Text segment:
Segment Open
Growing populations and an increasing demand for greater material wealth are placing unprecedented pressure on the earth's natural systems. But assigning values to such systems is a difficult process — not least because they are generally thought of as free goods that everyone has a right to use. Environmental economics offers a number of tools to help policymakers ensure that the benefits we obtain from ecosystems are properly valued, enabling a framework to be built for sustainable use and conservation of the environment.


There is no doubt that 'ecosystem services' (the benefits people obtain from ecosystems) are critical for human well-being. Yet we do little to ensure their sustainability for future generations: the Millennium Ecosystem Assessment shows that nearly two-thirds of them are in decline worldwide. Take biodiversity — extinction rates today are estimated as up to a thousand times the background rates of just a few hundred years ago. Such unprecedented declines in biodiversity deplete the food gene bank and directly affect pollination and water purification for present and future generations.

Why do we continue to deplete or destroy the ecosystems we depend on for our well-being? One reason is that until recently, the vast majority of people regarded most ecosystem services as free, or valued them at lower prices than they are worth. This is especially true of 'public goods' like fresh air and flood regulation, for which property rights cannot easily be defined because no one can be excluded from benefiting from them and everyone can use them at the same time. Similarly, the true cost of public hazards such as pollution has not been reflected in the market prices of industrial products because natural systems were assumed to absorb and clean all the waste we created.

Placing a true value on these types of goods, together with finding the optimal balance between ecosystem service use and pollution, has become the focus of a discipline known as environmental economics.

Valuation strategies

Environmental economists distinguish between the value people derive from directly (or indirectly) using a good or service, and the value derived from ensuring we have the option to use it later. A third distinction is the value gained from simply knowing that a resource — for example, an endangered species — exists.

Two approaches have traditionally been used to compute these values in monetary terms. [1] The first springs from the idea that consumers' preferences are reflected in the choices they make, so purchasing habits can reveal what is most valued. Ecosystem services may not have a market as such, but proxy markets can be examined instead. For example, in valuing biodiversity, ecotourism can indicate how much people will pay to see species in their natural habitats. A 1998 World Trade Organization report estimated the size of this market at approximately US$90 billion a year, and rising. If no proxy markets exist, surveys and questionnaires can be used to estimate the 'willingness-to-pay' of individuals for ecosystem services.
Segment Closed
Information given:
Segment Open
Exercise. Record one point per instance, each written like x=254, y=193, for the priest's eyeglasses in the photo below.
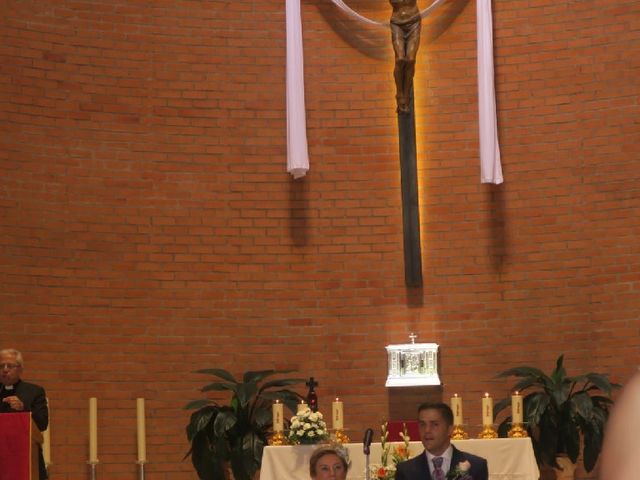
x=9, y=366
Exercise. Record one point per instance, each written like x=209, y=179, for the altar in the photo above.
x=508, y=459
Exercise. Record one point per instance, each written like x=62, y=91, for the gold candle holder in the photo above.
x=517, y=431
x=278, y=439
x=341, y=437
x=459, y=433
x=488, y=432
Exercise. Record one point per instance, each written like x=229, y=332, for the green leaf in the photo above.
x=562, y=411
x=200, y=421
x=219, y=387
x=246, y=391
x=602, y=382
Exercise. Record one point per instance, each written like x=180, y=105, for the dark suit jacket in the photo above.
x=417, y=468
x=35, y=401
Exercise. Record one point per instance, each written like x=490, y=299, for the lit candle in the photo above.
x=456, y=406
x=46, y=442
x=487, y=410
x=337, y=417
x=278, y=416
x=140, y=418
x=93, y=430
x=516, y=408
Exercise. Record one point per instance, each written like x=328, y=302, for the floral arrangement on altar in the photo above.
x=398, y=452
x=461, y=472
x=307, y=428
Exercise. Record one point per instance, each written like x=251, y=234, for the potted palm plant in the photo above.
x=560, y=411
x=234, y=435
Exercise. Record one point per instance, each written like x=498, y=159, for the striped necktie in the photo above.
x=438, y=473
Segment Closed
Task list:
1/ Answer these questions from the environmental economics passage:
(a) According to the Millennium Ecosystem Assessment, what share of ecosystem services is in decline worldwide?
(b) Which two examples of 'public goods' does the passage name?
(c) What size did a 1998 World Trade Organization report estimate for the ecotourism market?
2/ Repeat the environmental economics passage word for word, starting with "Why do we continue" and going on through "as environmental economics.".
3/ Go on with the environmental economics passage from the point where it stops.

Answers for the tasks:
1/
(a) Nearly two-thirds.
(b) Fresh air and flood regulation.
(c) Approximately US$90 billion a year, and rising.

2/
Why do we continue to deplete or destroy the ecosystems we depend on for our well-being? One reason is that until recently, the vast majority of people regarded most ecosystem services as free, or valued them at lower prices than they are worth. This is especially true of 'public goods' like fresh air and flood regulation, for which property rights cannot easily be defined because no one can be excluded from benefiting from them and everyone can use them at the same time. Similarly, the true cost of public hazards such as pollution has not been reflected in the market prices of industrial products because natural systems were assumed to absorb and clean all the waste we created.

Placing a true value on these types of goods, together with finding the optimal balance between ecosystem service use and pollution, has become the focus of a discipline known as environmental economics.

3/
Both these methods have also been used to gather information on what people are willing to accept in terms of pollution damage.

More recently, however, a growing body of literature favours using a deliberative participatory process to reach a consensus on the allocation of ecological services. [2]

Putting valuations into practice

Once an ecosystem service has been given a value, there are a number of measures that can ensure it is accounted for in our use of natural resources.

Environmental report cards

In particular, tracking changes in the value of 'natural capital' at the national level can help ensure long-term sustainability. The majority of environmental economists argue that the Gross National Product (GNP) is an inadequate measure of wealth for this purpose, because it only measures capital produced by humans. Instead, they make a case for macroeconomic indicators like the Genuine Savings Index (GSI) or the Natural Wealth Indicator (NWI), both of which take into account assets such as natural resources and environmental quality. [3]

Pollution penalties

Environmental economics can also help reduce pollution. For example, penalties, in the form of fines, are an efficient way of cutting pollution. Other measures like carbon trading can provide incentives for technological innovation and economic growth in an environmentally sustainable way. The United States have used tradable permits of sulphur dioxide to reduce the emissions of many electric utilities.

Common property rights

Another contribution has been the development of common property rights to encourage sustainable development of communal land. Well-defined property rights allow for ownership transfer that is essential to develop a successful market. But property rights can be difficult to define. This is especially true for ecosystem services that are considered public goods. Indeed, many view the act of defining property rights for these as unethical.

Ongoing work in common property, however, offers alternatives to the conventional economic approach. For example, Namibia's 1997 Amended Nature Conservation Act gave people living in communal areas the right to use wildlife and receive economic benefits from activities such as tourism and controlled trophy-hunting. The World Wildlife Fund report that improved management, reduced poaching and less conflict between humans and animals has led to a significant impact on wildlife numbers in these communal areas. [4]

Cost-benefit analyses

To make informed choices, we need appropriate frameworks for evaluating the alternatives. Environmental economics offers many of these, including analyses that use a monetary metric as the basis for evaluation, as well as multi-criteria analyses that use a number of weighted factors — for example, employment, public acceptability or sustainability — to judge performance.

Evaluation frameworks allow potential trade-offs between preserving and converting ecosystems to be assessed in monetary values. For example, the net benefit analysis in Figure 1 shows that sustainably managed ecosystems result in larger US dollar values per hectare than converted ecosystems.

Figure 1: Net benefit analysis of maintaining ecosystems in four countries. [5]

But these frameworks are sensitive to the actual valuation given to ecosystem services in the first place and, although much progress has been made in the development of valuation strategies, a number of problems with this system persist.

Problems in assigning values to ecosystem services

Valuations over time and space

One such problem is that the cost of using ecosystem services may not be immediate, as is the case for climate change. Discount rates — used to evaluate future economic consequences of today's choices — tend to undervalue environmental costs, which usually occur much later in time than the benefits.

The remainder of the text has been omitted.